Hadoop’s HBase with Java API – |

As soon as we come across the term ‘Big Data’, the next word that comes to our mind is ‘Hadoop’. Lets begin with its brief description answering what is it.
Apache Hadoop software library is  an open source software framework that allows distributed storage & distributed processing of large data sets across clusters of computers using simple programming models. It is designed with an intent to scale up from single servers to thousands of machines, each machine offering local processing & storage. It promises to detect & handle failures at the application layer which guarantees  high-available service on the top of clusters of computers.
The Base Apache Hadoop comprises of following modules:-
Hadoop Common – contains libraries & utilities needed by other Hadoop modules.
Hadoop Distributed File System (HDFS) – a distributed file-system that stores data on commodity machines, providing very high aggregate bandwidth across the cluster.
Hadoop YARN – a resource-management platform responsible for managing compute resources in clusters & using them for scheduling of users’ applications.
Hadoop MapReduce – a programming model for large scale data processing.
MapReduce is the heart of Hadoop which allows massive scalability across hundreds or thousands of servers in clusters.
Map/Reduce: The term MapReduce actually refers to two separate and distinct tasks that Hadoop programs perform. The first is the map job, which takes a set of data and converts it into another set of data, where individual elements are broken down into tuples (key/value pairs). The reduce job takes the output from a map as input & combines those data tuples into a smaller set of tuples. As the sequence of the name MapReduce implies, the reduce job is always performed after the map job.
Hadoop Distributed File System splits files into large blocks(with default size of 64 mb or 128 mb) & distributes the blocks among the nodes in the cluster & for data processing , hadoop’s Map/Reduce (See MapReduce above) delivers code in the form of jar files to the nodes that have the required data, and the nodes then process the data in parallel.
High Level Architectural diagram

Layman workflow diagram within the architecture

                                               Image Courtesy : Google Images

Now you must be thinking being blessed with other such cloud platforms why we need hadoop then. Lets drill down further answering this query:-
1) Lowering production cost
2) Procuring large scale resources quickly.
3) Handling Batch Workloads Efficiently
4) Handling Variable Resource Requirements
5) Simplifying operations.
ZooKeeper : Name sounds bit weird but it does the same work what its name suggests. ZooKeeper provides infrastructure for nodes-synchronization. An Application can use this to ensure that tasks across the cluster are synchronized or serialized. It does by maintaining status type information in the memory of zookeeper servers. The ZooKeeper server keeps copy of the state of the entire system persisting this information in local log files. A very large Hadoop cluster can be supported by multiple ZooKeeper servers (in this case, a master server synchronizes the top-level servers). Each client machine communicates with one of the ZooKeeper servers to retrieve and update its synchronization information.

With this much general information we are all set to gear up towards our main stream i.e HBase.
What is HBase ????
HBase is a column-oriented database management system that runs on top of HDFS. It is well suited for sparse data sets, which are common in many big data use cases. Unlike relational database systems, HBase does not support a structured query language like SQL; in fact, HBase isn’t a relational data store at all. HBase applications are written in Java much like a typical MapReduce application.
For the ones who are naive for columnar database, below example could help you in grasping it little faster.

Point placement records
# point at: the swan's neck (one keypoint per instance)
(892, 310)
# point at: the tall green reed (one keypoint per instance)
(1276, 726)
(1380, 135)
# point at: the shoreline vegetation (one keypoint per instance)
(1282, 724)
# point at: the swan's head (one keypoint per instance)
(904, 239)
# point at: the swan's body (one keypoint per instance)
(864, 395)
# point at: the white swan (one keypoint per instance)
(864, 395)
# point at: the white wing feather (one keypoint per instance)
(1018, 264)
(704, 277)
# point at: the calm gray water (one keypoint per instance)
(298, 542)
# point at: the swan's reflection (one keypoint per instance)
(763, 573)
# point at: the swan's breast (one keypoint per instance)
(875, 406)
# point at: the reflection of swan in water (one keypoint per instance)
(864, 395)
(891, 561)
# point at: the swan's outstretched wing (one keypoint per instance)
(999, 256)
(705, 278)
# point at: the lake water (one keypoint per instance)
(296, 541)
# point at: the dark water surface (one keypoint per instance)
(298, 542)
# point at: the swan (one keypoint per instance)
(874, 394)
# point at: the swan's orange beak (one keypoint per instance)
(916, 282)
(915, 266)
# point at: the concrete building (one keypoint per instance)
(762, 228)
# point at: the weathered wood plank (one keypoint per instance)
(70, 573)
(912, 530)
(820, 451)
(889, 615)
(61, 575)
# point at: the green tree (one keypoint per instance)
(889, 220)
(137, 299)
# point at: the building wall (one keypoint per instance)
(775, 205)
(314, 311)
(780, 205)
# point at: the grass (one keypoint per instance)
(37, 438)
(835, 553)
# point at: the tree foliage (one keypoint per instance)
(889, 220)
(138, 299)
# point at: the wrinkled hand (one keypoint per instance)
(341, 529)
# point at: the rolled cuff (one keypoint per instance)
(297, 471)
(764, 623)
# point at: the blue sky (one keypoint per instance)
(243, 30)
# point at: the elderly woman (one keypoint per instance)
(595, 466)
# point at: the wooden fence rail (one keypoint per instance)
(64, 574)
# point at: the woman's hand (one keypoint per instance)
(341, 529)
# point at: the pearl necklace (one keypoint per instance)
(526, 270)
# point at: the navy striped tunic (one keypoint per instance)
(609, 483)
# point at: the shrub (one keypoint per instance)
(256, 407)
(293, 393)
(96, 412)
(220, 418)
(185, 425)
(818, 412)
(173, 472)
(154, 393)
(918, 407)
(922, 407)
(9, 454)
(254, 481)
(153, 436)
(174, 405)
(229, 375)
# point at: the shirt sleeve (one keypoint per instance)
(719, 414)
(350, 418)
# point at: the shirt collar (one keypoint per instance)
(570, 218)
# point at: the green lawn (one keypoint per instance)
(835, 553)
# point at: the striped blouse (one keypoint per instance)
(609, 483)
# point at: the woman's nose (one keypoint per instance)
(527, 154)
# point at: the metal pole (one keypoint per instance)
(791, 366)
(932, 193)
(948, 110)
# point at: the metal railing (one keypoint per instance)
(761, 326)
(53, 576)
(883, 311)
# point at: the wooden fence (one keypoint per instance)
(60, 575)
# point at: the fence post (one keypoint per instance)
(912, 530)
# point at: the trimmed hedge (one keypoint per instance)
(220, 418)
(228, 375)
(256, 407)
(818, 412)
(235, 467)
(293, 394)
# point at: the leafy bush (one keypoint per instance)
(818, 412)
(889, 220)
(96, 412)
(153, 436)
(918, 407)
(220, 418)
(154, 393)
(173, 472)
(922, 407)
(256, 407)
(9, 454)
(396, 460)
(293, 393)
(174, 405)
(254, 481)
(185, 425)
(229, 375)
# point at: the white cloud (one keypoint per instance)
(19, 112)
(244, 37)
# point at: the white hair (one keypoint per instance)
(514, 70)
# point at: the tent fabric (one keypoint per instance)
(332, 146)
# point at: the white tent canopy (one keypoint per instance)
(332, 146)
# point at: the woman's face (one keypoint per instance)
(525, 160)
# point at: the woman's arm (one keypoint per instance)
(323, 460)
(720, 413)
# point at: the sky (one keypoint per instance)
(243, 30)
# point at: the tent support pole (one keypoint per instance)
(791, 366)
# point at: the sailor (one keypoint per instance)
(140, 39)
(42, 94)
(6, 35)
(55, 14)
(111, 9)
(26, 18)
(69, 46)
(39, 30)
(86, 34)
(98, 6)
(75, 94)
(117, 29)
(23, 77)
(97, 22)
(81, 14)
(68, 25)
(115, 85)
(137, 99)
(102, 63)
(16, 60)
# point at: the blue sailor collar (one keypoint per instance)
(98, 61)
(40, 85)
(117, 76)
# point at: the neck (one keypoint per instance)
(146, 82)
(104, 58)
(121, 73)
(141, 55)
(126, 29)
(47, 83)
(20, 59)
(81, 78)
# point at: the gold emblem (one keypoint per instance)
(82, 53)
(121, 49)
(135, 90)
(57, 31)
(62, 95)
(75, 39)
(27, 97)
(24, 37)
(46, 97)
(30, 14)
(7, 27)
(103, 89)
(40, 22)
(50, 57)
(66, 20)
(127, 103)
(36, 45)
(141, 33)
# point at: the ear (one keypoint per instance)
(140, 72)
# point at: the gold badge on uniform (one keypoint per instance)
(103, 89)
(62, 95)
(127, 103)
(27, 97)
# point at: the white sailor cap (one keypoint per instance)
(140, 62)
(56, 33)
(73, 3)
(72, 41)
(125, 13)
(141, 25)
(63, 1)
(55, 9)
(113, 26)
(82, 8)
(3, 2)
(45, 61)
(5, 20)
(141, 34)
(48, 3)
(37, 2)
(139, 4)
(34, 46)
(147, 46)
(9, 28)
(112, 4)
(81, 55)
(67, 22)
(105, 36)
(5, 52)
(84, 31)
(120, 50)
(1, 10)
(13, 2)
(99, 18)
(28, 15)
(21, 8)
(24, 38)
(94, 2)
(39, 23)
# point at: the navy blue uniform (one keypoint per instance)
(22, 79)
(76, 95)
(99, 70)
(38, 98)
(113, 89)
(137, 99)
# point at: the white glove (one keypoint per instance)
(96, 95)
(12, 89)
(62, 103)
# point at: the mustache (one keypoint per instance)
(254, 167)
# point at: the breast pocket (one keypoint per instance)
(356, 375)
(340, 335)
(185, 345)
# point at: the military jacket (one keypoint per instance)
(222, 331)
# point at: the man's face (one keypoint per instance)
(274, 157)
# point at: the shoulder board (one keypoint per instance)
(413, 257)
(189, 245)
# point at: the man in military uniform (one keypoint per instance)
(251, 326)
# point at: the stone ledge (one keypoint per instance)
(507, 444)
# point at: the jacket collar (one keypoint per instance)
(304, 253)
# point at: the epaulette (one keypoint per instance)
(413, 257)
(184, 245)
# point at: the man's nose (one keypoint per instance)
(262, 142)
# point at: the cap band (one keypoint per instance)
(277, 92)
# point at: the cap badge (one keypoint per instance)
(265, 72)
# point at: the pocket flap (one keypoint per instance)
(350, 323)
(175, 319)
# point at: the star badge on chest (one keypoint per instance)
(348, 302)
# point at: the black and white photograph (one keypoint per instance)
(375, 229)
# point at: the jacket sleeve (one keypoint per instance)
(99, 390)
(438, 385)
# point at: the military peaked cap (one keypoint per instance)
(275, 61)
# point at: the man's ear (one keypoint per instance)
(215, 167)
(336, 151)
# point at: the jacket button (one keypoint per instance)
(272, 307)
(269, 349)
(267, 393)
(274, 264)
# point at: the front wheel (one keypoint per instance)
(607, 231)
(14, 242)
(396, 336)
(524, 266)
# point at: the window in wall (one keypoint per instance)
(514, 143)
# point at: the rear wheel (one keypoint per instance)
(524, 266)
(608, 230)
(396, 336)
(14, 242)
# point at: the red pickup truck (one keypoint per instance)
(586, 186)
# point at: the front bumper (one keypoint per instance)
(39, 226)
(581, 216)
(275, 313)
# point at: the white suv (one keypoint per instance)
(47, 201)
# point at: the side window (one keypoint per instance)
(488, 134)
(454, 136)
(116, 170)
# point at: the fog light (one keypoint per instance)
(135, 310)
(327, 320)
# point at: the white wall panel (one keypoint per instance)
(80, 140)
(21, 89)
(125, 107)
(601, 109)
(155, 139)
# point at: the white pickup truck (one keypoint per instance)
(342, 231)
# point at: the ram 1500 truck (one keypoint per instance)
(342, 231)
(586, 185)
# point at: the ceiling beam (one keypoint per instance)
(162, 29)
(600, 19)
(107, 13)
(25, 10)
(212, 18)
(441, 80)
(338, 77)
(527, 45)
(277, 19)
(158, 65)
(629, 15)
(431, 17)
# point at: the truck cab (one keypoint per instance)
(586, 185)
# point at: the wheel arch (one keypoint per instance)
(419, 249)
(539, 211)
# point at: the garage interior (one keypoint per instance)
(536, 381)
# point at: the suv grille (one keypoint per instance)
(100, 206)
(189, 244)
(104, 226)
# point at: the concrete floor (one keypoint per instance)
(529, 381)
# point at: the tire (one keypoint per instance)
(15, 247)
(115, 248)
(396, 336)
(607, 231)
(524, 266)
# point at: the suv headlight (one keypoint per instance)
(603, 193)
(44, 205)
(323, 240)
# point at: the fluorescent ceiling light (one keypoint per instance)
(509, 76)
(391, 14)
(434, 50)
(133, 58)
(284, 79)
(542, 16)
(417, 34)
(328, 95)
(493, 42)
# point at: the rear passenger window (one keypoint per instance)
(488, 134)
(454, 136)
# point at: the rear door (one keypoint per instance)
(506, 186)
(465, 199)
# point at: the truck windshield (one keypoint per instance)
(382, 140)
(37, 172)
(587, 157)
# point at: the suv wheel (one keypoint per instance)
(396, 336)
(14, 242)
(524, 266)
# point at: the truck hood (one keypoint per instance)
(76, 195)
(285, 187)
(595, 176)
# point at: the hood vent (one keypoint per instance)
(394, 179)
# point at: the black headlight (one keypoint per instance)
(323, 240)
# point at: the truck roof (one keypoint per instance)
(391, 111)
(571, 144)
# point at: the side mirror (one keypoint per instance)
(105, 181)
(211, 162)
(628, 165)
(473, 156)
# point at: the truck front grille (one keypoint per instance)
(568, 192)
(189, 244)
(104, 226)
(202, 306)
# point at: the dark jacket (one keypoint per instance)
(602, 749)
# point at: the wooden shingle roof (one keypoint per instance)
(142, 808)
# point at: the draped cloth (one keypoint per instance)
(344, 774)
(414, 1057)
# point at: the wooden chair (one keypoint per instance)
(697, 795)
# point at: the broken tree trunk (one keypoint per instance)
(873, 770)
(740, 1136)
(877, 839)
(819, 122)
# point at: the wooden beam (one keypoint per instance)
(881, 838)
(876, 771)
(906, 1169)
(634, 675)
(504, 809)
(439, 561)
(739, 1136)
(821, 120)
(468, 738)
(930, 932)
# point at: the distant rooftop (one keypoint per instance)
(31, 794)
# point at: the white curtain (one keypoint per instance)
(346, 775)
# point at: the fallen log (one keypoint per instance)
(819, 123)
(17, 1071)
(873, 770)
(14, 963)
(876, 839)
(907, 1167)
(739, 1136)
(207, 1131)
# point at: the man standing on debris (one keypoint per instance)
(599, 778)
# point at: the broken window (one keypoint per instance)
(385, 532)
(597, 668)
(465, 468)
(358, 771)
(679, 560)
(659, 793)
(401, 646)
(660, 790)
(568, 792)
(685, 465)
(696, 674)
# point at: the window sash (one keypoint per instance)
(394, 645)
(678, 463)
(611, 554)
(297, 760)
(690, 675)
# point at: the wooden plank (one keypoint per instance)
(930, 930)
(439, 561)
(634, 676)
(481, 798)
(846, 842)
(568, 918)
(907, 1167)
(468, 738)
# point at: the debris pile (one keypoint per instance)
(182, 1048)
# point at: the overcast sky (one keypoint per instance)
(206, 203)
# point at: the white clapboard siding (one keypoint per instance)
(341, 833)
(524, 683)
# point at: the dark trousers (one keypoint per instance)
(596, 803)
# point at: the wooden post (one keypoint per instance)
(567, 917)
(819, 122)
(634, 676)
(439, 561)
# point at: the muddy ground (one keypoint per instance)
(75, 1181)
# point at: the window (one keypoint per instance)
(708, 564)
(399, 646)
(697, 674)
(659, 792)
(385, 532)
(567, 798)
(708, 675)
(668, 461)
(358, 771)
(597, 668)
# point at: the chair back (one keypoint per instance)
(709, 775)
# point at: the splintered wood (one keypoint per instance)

## EXERCISES TO COMPLETE
A. Repeat the part of the Hadoop overview from "Now you must" to "5) Simplifying operations." word for word.
B. Arrange the point placement records as a numbered list, from the first line of the records to the line with "(1282, 724)", including both and omitting blank lines.
The Hadoop overview and the records are independent of each other.

## EXERCISE ANSWERS
A.
Now you must be thinking being blessed with other such cloud platforms why we need hadoop then. Lets drill down further answering this query:-
1) Lowering production cost
2) Procuring large scale resources quickly.
3) Handling Batch Workloads Efficiently
4) Handling Variable Resource Requirements
5) Simplifying operations.

B.
1. # point at: the swan's neck (one keypoint per instance)
2. (892, 310)
3. # point at: the tall green reed (one keypoint per instance)
4. (1276, 726)
5. (1380, 135)
6. # point at: the shoreline vegetation (one keypoint per instance)
7. (1282, 724)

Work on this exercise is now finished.